_PROVIDED MATERIAL_:
━━━━━━━━

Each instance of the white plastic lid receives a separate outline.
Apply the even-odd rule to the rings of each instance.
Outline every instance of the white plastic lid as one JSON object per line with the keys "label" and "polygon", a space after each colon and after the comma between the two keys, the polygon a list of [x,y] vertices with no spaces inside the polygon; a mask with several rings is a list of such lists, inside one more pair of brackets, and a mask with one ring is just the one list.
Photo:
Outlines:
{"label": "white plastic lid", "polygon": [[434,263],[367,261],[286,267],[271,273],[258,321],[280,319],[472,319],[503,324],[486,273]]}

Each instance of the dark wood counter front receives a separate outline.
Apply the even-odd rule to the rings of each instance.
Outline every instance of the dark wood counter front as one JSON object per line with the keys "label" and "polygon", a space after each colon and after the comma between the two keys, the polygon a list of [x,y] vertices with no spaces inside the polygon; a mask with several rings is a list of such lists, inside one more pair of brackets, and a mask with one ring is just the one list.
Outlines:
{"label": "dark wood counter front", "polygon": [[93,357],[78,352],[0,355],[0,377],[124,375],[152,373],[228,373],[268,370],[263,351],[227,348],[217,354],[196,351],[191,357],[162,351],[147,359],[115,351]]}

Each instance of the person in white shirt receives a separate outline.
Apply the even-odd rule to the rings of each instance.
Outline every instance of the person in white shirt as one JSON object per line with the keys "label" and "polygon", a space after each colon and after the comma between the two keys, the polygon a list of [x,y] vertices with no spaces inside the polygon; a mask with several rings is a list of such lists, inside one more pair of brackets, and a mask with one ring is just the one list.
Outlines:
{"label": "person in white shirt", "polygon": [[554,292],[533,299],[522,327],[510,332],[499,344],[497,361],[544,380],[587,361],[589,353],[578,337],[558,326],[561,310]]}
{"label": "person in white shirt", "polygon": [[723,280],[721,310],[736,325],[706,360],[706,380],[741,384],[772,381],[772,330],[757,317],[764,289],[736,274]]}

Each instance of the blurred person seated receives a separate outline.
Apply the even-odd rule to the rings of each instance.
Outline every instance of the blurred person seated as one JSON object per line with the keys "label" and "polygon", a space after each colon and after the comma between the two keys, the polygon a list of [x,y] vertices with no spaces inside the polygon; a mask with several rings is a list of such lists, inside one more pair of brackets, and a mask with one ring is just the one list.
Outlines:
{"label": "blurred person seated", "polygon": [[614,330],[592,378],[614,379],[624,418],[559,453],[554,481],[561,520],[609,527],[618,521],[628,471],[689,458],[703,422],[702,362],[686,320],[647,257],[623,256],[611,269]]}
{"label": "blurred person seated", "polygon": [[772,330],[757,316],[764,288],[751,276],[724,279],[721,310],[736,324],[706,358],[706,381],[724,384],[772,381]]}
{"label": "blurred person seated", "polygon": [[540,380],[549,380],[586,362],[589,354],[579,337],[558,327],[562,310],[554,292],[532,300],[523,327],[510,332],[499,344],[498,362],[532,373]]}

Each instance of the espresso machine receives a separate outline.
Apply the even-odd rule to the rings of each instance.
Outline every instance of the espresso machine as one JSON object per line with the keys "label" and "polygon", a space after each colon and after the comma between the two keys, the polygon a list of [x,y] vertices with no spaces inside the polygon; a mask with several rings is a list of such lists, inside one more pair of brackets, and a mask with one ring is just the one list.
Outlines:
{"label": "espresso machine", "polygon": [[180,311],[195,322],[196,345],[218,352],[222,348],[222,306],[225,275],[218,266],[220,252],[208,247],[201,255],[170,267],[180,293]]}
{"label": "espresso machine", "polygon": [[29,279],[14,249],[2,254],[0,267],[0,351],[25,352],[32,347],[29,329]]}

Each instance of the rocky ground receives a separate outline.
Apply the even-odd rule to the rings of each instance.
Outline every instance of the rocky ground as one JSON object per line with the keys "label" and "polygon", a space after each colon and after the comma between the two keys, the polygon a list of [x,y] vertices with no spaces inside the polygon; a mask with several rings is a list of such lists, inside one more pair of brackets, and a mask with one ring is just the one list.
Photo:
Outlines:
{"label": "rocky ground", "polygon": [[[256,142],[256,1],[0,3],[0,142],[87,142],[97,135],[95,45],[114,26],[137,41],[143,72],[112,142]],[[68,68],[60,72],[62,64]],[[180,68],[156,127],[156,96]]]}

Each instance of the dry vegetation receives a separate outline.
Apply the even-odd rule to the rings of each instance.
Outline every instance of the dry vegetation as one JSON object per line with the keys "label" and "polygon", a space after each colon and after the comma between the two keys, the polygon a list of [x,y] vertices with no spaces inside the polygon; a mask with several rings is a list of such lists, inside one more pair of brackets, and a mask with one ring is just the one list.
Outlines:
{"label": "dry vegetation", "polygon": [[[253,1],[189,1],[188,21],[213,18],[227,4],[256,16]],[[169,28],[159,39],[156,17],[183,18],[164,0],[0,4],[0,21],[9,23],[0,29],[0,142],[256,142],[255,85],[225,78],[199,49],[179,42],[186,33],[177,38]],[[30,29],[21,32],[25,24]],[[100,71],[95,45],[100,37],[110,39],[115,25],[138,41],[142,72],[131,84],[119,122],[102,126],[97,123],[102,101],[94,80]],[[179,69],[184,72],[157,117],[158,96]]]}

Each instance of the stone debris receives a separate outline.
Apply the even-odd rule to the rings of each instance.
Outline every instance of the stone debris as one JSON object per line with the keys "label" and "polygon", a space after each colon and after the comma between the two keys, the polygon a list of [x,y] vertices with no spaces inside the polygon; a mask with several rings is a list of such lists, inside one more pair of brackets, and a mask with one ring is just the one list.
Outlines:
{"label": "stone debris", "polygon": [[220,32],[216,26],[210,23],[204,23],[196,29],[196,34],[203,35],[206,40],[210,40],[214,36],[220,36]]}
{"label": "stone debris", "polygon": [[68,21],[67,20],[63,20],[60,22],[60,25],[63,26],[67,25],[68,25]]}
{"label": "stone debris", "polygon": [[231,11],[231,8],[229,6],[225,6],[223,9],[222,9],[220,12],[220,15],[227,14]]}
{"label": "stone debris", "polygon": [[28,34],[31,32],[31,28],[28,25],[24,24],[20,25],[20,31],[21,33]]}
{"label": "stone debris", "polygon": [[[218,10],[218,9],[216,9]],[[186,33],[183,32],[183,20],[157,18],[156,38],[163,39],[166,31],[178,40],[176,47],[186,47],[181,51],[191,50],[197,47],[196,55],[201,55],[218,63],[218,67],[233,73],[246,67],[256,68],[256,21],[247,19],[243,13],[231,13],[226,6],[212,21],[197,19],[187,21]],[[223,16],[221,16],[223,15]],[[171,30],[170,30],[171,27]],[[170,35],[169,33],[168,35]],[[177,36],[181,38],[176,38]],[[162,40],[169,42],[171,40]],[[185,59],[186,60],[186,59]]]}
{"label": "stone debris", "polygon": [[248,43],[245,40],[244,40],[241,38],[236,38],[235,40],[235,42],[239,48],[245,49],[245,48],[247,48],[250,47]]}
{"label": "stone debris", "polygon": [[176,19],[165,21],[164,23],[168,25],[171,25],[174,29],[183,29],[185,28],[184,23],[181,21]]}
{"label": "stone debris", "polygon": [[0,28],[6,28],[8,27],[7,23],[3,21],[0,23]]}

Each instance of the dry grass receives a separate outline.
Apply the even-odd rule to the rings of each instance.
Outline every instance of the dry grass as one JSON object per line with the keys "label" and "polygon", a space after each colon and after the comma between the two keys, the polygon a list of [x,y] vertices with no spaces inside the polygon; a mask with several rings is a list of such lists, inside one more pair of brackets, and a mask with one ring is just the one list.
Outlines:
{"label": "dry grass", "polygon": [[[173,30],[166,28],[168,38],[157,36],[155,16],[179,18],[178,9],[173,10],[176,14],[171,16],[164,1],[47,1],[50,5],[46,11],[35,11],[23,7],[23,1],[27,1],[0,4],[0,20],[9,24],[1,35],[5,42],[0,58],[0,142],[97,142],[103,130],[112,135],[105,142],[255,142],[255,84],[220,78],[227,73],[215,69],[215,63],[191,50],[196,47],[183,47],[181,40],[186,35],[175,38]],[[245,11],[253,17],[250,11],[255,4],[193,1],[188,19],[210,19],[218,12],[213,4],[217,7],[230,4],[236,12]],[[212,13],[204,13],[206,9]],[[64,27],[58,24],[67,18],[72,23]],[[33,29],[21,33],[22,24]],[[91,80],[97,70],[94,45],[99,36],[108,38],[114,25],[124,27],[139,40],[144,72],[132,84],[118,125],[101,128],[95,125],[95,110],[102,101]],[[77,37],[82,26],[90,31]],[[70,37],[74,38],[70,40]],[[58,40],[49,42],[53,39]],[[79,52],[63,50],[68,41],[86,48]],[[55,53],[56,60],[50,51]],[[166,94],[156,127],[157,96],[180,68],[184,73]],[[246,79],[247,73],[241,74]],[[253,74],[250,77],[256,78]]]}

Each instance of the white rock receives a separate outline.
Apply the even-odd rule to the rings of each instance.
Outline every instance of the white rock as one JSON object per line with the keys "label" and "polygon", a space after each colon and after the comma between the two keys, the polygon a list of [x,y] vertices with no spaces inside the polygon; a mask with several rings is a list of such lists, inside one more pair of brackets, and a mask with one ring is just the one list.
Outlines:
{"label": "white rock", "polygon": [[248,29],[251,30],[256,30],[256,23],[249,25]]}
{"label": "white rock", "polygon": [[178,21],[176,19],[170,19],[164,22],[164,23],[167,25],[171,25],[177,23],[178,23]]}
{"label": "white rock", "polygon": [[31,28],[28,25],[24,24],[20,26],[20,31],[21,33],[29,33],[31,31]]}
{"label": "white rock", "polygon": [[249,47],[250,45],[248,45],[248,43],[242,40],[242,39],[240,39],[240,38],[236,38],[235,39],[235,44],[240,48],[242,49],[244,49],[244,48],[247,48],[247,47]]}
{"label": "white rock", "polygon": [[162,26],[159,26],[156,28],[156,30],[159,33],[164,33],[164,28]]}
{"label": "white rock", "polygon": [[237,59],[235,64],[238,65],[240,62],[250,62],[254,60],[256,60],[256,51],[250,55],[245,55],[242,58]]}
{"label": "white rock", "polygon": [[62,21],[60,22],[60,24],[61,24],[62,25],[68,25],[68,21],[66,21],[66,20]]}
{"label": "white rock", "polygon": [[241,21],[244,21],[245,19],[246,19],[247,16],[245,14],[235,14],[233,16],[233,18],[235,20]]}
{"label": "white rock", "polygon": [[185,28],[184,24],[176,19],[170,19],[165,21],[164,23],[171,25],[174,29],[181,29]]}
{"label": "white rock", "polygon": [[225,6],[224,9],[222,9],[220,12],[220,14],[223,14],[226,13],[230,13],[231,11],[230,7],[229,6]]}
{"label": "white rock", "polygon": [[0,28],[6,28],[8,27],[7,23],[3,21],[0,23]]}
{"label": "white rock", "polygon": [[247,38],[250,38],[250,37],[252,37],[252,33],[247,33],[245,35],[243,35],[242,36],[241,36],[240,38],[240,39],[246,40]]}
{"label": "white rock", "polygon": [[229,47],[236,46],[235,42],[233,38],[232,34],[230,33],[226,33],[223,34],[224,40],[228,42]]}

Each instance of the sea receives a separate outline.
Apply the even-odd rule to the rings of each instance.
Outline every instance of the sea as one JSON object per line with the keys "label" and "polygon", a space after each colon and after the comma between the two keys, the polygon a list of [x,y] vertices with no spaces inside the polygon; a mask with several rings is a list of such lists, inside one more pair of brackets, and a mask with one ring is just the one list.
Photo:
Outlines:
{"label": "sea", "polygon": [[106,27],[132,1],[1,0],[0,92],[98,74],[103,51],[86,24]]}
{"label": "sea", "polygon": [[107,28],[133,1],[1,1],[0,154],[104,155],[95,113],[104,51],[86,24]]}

━━━━━━━━

_EXERCISE DETAILS_: Reproduce word for word the stretch from the line containing "Each instance of the sea" through the end of the entries.

_SOLUTION BELOW_:
Each instance of the sea receives a separate outline.
Apply the even-odd rule to the rings of each instance.
Outline every instance of the sea as one JSON object per line with the keys "label" and "polygon", a space after each colon and after the comma between the two keys, the polygon a list of [x,y] vertices with no spaces inside the polygon; a mask with several rings is a list of such lists, inside one more pair of brackets, and a mask with one ring is just the one list.
Photo:
Outlines:
{"label": "sea", "polygon": [[106,27],[132,1],[1,0],[0,92],[98,74],[103,51],[86,24]]}
{"label": "sea", "polygon": [[107,28],[133,1],[1,1],[0,154],[104,155],[95,113],[104,51],[86,24]]}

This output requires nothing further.